» **Document segment**:
• • • • • • •

Mexico unravels child trafficking ring
Zapopan - The Irish couples ensnared in an apparent illegal adoption ring in western Mexico thought they were involved in a legal process and are devastated by allegations organisers were trafficking in children, the families said.
"All the families have valid declarations to adopt from Mexico as issued by the Adoption Authority of Ireland," they said in a statement, which was read over the phone to The Associated Press by their lawyer in Mexico, Carlos Montoya.
Prosecutors in Mexico contend the traffickers tricked destitute young Mexican women trying to earn more for their children and childless Irish couples desperate to become parents.
For 15-year-old Karla Zepeda, the story began in August when a woman came to her dusty neighbourhood of cinderblock homes and dirt roads looking for babies to photograph for an anti-abortion ad campaign.
Zepeda said that the woman, Guadalupe Bosquez, asked to use her 9-month-old daughter Camila in a two-week photo shoot for $755 (10 000 pesos), a small fortune for a teen mother who earns $180 a month at a sandwich stand and shares a cramped, one-story house with her disabled mother, stepfather, and three brothers.

• • • • • • •

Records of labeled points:
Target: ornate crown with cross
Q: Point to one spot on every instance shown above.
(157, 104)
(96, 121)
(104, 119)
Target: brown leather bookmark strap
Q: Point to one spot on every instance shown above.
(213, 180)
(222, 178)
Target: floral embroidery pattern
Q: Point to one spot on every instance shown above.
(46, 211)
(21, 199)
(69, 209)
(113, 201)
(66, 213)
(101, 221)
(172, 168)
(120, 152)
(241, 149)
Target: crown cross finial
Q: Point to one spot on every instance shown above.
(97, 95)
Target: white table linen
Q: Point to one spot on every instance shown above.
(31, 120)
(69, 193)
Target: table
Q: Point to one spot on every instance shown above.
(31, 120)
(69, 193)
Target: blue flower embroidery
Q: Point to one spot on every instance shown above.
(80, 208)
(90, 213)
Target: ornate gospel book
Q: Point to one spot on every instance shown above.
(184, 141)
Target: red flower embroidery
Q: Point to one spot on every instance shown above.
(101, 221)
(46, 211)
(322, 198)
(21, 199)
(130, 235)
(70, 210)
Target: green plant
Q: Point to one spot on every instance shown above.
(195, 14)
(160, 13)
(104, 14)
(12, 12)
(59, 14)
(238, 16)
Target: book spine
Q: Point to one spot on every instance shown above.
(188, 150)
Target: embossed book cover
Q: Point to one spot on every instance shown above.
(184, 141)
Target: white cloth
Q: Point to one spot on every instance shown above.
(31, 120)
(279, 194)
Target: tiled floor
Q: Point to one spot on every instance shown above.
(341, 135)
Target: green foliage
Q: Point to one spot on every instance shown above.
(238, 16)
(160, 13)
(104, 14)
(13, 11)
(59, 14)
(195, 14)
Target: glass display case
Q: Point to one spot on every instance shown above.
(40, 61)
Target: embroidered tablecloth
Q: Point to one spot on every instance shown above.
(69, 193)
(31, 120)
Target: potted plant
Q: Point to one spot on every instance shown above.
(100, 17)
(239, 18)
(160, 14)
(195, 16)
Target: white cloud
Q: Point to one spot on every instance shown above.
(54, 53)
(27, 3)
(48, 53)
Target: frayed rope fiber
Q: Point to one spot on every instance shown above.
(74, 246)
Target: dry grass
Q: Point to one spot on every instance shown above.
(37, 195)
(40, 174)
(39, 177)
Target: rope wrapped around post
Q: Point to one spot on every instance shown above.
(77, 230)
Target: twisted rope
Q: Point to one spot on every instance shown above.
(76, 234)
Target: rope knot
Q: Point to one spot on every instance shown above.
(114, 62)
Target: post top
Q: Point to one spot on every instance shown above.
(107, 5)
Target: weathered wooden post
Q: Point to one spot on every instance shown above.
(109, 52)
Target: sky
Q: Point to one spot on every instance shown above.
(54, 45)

• • • • • • •

» **Tasks to perform**:
[A] In the article on the Mexican adoption ring, who read the Irish families' statement over the phone to The Associated Press?
[B] Reproduce the passage of the article on the Mexican adoption ring from "For 15-year-old Karla" up to and including "anti-abortion ad campaign.".

» **Solutions per task**:
[A] Their lawyer in Mexico, Carlos Montoya.

[B]
For 15-year-old Karla Zepeda, the story began in August when a woman came to her dusty neighbourhood of cinderblock homes and dirt roads looking for babies to photograph for an anti-abortion ad campaign.